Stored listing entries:

- - - - - - -

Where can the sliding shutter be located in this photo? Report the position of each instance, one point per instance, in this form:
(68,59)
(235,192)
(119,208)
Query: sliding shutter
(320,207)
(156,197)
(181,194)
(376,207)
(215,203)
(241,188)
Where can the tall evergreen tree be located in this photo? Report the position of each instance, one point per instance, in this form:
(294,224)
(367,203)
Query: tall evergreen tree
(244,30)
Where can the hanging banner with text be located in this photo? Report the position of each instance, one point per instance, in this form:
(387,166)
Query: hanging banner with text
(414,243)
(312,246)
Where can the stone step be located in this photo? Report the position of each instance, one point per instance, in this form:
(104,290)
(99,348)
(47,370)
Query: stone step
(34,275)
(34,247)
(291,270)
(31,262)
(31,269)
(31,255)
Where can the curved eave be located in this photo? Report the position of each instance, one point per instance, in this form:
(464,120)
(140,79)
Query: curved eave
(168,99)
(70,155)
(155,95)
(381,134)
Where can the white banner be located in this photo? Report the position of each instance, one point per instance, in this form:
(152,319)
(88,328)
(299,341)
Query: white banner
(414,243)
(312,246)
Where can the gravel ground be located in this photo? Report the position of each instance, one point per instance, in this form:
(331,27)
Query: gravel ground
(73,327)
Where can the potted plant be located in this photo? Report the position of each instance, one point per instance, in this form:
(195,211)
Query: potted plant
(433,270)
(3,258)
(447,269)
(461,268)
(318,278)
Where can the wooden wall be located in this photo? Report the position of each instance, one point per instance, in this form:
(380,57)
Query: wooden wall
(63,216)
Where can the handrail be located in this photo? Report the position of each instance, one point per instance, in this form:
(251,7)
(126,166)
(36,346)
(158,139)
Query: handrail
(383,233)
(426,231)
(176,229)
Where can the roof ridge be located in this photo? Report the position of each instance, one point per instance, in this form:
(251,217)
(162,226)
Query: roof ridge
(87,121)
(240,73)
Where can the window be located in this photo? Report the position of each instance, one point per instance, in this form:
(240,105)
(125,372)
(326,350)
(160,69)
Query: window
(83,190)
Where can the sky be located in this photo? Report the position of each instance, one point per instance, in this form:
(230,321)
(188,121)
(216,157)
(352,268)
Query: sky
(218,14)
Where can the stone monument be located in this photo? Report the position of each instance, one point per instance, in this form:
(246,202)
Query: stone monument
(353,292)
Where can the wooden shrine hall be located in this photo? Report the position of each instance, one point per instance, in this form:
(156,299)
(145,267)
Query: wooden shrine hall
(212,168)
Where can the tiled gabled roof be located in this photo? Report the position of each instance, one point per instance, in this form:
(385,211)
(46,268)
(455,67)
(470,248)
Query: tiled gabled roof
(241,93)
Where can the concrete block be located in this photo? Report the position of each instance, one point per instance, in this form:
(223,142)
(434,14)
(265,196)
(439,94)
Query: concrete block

- - - - - - -

> **TASK DIRECTIONS**
Write out every line of the listing above verbatim, from the first line to the last, without any change.

> **ANSWER TO THE TASK**
Where can the sliding shutter be located in this photo? Report the position of each instance, one point per instance, in this form:
(68,59)
(235,192)
(119,208)
Query: sliding shutter
(320,207)
(156,197)
(181,194)
(376,207)
(215,203)
(241,188)
Where can the tall evergreen tree be located in this photo? Report the position of each instance, one point per instance, in this form:
(294,224)
(367,203)
Query: tall evergreen tree
(244,30)
Where can the hanging banner with text be located in this photo? Report the position of each instance, one point per instance, in this form:
(387,166)
Query: hanging banner with text
(414,243)
(312,246)
Where can the stone step be located in this photo? Report the position of each instance, one point per instance, in this form:
(104,290)
(99,348)
(47,370)
Query: stone step
(34,275)
(34,247)
(291,270)
(31,262)
(31,269)
(31,255)
Where can the curved eave be located in this photo? Report the position of each instance, one point per instance, in this form:
(464,120)
(140,79)
Query: curved eave
(168,99)
(70,155)
(155,95)
(381,134)
Where can the white banner be located in this photo? Report the position of each instance, one point per instance, in this form:
(152,319)
(88,328)
(299,341)
Query: white banner
(414,243)
(312,246)
Where can the gravel ground be located in this photo? Report the position of each instance, one point per instance, in this form:
(331,27)
Query: gravel ground
(73,327)
Where can the potted plant be located in this photo? Report the position of each instance, one point per instance, in this form:
(195,211)
Query: potted plant
(433,270)
(3,258)
(447,269)
(461,268)
(318,278)
Where can the wooden wall be located in this photo? Report the position of each instance, one point per instance, in this form:
(380,57)
Query: wooden wall
(63,216)
Where can the handrail be located in this photo? Report the position of each instance, one point per instance, in this form:
(251,7)
(126,166)
(36,346)
(158,139)
Query: handrail
(383,233)
(426,231)
(176,229)
Where can the roof ridge be located in this photo? Report the position of each instance, one point per instance, in this form:
(251,217)
(162,226)
Query: roof ridge
(87,121)
(240,73)
Where can the window be located in this photo? Report the position of each instance, one point per instance, in this form:
(240,105)
(125,372)
(326,350)
(160,69)
Query: window
(83,190)
Where can the sky be located in this photo? Report the position of each instance, one point per instance, in this form:
(230,321)
(188,121)
(216,157)
(352,268)
Query: sky
(218,14)
Where can the stone monument be located in this photo? Report the position of each instance, one point per instance, in this form:
(246,202)
Query: stone monument
(353,292)
Where can the wooden shrine hall be located in this photo? Report the position of each instance, one point per instance, in this form:
(156,299)
(145,267)
Query: wooden shrine hall
(212,168)
Where can the tiled gabled roof be located in this photo? Report the position of each instance, one point per instance, in this form:
(385,211)
(46,268)
(455,67)
(470,248)
Query: tiled gabled roof
(241,93)
Where can the concrete block be located in this photo? Report the position of each instance, one point per instance, in this form:
(223,142)
(434,14)
(265,196)
(439,94)
Query: concrete block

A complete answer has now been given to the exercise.